__EXERCISE MATERIAL__
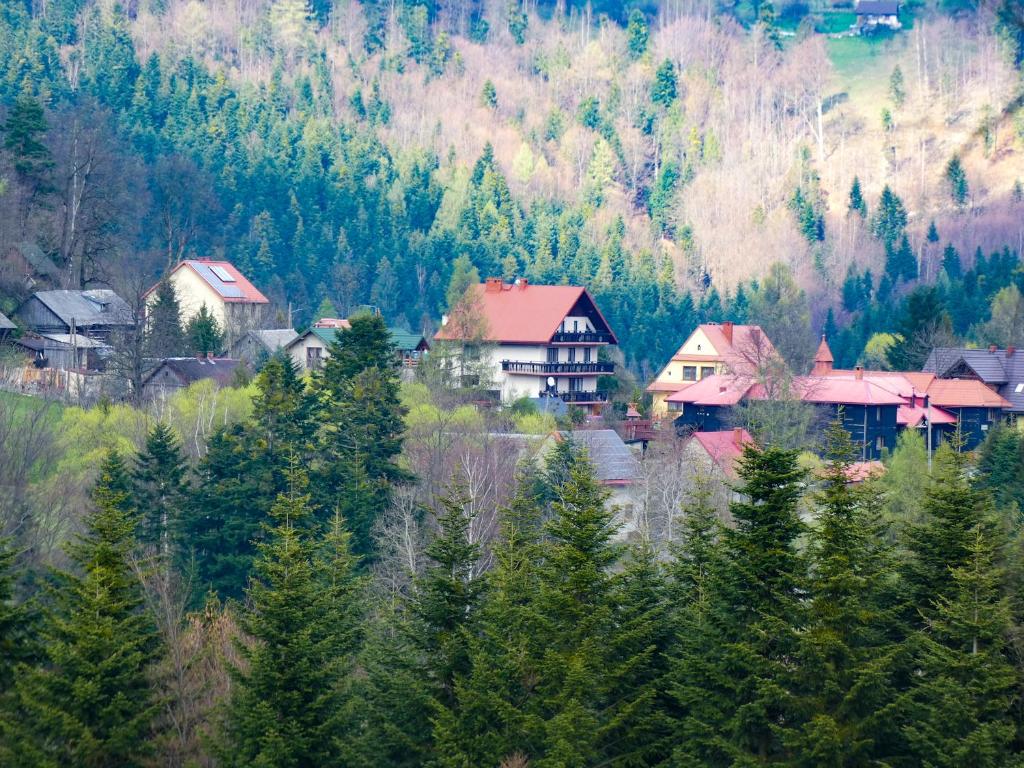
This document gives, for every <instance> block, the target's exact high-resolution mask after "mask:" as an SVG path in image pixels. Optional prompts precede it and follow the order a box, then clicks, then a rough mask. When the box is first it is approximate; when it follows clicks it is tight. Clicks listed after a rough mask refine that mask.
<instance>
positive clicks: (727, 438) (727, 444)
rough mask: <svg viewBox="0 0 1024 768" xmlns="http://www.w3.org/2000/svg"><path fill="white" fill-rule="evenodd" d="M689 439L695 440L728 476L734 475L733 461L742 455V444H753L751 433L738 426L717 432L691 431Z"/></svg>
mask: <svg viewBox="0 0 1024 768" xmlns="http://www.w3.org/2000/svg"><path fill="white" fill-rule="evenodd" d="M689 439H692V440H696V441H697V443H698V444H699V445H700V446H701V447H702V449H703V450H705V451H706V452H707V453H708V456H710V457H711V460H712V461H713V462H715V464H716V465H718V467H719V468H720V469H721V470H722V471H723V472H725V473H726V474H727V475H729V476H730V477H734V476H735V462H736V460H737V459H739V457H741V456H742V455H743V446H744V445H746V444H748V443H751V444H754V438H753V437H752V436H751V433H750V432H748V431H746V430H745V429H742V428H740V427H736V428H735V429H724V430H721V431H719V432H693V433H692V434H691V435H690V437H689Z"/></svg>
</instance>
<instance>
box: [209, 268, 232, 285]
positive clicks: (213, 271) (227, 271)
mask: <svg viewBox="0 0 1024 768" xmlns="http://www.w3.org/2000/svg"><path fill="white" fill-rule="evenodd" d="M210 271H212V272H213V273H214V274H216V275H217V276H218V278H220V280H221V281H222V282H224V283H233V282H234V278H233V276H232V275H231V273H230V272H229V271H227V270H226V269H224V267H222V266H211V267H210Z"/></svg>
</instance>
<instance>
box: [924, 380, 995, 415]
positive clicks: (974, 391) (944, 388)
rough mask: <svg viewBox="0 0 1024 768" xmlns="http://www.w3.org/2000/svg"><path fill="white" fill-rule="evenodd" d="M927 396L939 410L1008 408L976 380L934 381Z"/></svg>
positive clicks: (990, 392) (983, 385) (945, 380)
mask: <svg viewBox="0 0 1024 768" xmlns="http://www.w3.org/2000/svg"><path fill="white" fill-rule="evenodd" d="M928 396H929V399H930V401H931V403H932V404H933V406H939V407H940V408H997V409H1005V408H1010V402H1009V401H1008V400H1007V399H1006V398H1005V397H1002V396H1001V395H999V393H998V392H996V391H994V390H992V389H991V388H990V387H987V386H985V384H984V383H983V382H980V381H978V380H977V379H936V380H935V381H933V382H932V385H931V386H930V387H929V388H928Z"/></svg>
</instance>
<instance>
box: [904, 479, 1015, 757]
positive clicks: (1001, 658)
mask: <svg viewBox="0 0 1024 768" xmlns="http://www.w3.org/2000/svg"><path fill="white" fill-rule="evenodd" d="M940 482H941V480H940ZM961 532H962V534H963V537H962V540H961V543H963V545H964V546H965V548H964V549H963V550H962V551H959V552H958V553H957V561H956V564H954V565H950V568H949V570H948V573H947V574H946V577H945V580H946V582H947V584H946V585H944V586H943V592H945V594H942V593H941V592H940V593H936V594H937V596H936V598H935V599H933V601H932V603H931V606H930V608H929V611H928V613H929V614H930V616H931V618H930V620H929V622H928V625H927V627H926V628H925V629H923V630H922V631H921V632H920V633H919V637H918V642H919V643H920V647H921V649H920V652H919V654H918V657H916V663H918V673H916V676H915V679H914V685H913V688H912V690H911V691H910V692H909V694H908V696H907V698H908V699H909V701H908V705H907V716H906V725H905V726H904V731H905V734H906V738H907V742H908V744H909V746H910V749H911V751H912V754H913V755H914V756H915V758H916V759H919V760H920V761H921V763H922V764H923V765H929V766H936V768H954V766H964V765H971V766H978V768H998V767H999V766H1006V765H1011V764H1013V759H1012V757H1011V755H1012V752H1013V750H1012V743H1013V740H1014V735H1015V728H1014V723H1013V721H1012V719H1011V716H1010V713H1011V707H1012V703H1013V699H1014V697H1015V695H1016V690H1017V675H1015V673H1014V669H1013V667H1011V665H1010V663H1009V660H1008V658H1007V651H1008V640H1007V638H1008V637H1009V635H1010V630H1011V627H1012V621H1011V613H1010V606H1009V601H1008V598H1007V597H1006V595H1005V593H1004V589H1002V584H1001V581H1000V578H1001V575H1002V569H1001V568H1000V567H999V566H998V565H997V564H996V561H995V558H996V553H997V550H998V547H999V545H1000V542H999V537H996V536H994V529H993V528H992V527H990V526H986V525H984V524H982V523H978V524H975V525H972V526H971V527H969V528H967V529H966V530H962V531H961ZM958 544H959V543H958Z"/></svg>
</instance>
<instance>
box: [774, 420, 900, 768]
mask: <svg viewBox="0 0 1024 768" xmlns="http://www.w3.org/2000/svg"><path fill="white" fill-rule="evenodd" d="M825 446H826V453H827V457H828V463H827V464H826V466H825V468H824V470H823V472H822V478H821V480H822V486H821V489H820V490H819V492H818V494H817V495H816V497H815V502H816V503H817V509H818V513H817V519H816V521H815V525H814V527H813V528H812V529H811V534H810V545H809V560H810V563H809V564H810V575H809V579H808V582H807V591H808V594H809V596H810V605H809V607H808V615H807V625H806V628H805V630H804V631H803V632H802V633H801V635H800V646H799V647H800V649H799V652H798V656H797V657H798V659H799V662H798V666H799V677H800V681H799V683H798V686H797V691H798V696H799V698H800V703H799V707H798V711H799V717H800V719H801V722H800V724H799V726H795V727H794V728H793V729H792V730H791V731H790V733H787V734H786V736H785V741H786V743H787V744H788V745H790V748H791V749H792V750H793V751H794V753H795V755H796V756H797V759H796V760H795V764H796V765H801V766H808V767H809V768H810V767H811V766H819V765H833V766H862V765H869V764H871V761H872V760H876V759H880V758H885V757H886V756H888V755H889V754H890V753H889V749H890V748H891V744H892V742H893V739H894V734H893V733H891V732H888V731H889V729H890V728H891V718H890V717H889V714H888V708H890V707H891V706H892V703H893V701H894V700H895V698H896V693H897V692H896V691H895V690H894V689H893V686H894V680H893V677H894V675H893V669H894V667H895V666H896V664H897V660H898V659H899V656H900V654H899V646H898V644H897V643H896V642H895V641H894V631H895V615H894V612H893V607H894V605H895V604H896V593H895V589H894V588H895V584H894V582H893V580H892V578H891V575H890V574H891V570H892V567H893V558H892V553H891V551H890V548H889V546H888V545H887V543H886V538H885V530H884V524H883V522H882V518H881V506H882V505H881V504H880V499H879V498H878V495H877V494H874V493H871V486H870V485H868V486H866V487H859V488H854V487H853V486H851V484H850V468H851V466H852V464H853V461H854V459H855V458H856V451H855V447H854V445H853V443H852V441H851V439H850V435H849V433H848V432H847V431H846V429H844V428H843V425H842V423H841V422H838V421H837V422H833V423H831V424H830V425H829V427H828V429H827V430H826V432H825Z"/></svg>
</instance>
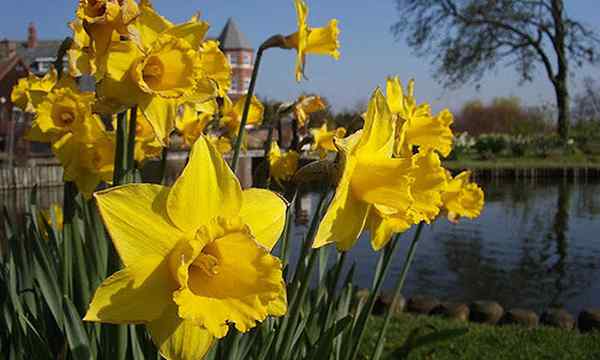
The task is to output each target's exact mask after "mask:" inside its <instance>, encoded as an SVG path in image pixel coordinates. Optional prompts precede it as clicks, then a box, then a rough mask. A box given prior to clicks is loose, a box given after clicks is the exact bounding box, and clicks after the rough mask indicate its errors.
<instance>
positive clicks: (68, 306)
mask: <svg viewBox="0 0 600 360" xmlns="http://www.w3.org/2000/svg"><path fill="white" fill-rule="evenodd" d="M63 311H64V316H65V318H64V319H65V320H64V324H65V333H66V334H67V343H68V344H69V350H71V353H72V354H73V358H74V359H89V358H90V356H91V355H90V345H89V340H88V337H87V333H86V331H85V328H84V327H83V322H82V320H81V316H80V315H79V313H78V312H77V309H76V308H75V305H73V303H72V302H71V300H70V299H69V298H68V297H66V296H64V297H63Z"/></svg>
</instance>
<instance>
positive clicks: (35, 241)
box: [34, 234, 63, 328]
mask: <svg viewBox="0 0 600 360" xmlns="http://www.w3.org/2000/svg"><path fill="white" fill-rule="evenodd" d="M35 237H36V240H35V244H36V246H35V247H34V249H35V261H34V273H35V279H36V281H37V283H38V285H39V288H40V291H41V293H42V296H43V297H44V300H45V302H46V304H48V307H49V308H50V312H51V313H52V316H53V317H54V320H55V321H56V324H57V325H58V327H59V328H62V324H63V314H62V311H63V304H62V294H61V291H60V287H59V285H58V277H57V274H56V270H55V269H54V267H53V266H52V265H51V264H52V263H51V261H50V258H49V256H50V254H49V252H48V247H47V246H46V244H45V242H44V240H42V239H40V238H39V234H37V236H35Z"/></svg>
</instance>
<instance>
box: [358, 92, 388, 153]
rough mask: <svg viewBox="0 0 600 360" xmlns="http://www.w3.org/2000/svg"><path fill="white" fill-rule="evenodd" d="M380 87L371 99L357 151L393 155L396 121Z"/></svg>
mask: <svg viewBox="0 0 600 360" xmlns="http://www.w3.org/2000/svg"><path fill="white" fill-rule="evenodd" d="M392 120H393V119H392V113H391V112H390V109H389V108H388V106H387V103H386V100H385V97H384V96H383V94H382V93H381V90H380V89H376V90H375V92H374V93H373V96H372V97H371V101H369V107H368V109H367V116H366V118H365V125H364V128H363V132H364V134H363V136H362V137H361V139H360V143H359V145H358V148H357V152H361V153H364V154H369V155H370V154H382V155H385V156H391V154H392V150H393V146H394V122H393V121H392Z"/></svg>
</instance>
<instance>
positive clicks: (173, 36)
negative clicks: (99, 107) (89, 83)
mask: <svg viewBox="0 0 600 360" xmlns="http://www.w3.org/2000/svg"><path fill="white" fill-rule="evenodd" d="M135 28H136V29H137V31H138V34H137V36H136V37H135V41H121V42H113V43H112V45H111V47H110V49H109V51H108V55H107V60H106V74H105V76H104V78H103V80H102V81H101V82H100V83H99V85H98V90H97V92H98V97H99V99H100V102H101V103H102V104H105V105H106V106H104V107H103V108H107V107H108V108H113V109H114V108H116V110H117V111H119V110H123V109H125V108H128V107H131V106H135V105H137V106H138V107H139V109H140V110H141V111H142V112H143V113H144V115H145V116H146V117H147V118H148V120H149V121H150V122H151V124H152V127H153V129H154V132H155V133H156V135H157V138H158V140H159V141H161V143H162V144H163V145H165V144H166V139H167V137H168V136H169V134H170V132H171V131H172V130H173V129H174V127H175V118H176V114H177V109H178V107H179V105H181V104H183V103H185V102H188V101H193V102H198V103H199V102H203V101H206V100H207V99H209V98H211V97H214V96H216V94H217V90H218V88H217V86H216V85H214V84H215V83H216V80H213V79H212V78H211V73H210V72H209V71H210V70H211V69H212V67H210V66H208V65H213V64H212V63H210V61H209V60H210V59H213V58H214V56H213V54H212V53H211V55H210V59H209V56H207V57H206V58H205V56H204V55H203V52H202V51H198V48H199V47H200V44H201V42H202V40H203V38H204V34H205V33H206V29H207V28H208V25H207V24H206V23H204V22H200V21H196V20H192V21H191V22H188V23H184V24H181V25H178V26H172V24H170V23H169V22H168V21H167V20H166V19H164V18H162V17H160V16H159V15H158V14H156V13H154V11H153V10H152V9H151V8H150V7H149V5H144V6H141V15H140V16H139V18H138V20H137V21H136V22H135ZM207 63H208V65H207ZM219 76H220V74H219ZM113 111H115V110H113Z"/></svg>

__AIM OF THE TASK__
Only the lines that lie between the start of the listing and the line containing "positive clicks: (727, 438) (727, 444)", both included, belong in the answer; write them out exactly and omit pictures.

__RESPONSE TO THE EXERCISE__
This document gives, for every <instance> block, the target's exact high-resolution mask after "mask:" as an SVG path in image pixels. Optional prompts precede it and follow the order a box, then clicks, then a rough mask. When the box is first it is approximate; when it follows clicks it is tight. Clicks listed after a rough mask refine that mask.
<instance>
positive clicks: (727, 438) (727, 444)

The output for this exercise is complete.